Coordinate annotation records
--------------------------------------------------
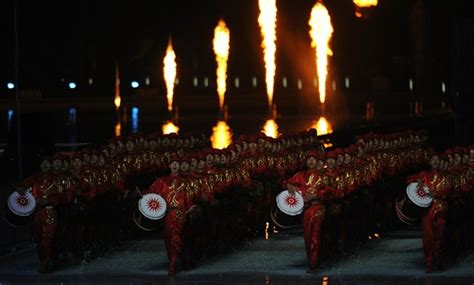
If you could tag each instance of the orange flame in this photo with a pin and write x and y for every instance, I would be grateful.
(118, 129)
(169, 71)
(321, 32)
(221, 136)
(322, 126)
(267, 22)
(117, 99)
(271, 128)
(365, 3)
(169, 128)
(221, 49)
--------------------------------------------------
Transcribe every row above word for word, including each coordinate pair, and omit the pictures.

If you could tag each instance of the orange flame in this photo with a pin and write x and y for every instance, I would be grateful.
(118, 129)
(169, 71)
(321, 32)
(221, 136)
(322, 126)
(267, 22)
(117, 99)
(271, 128)
(365, 3)
(169, 128)
(221, 49)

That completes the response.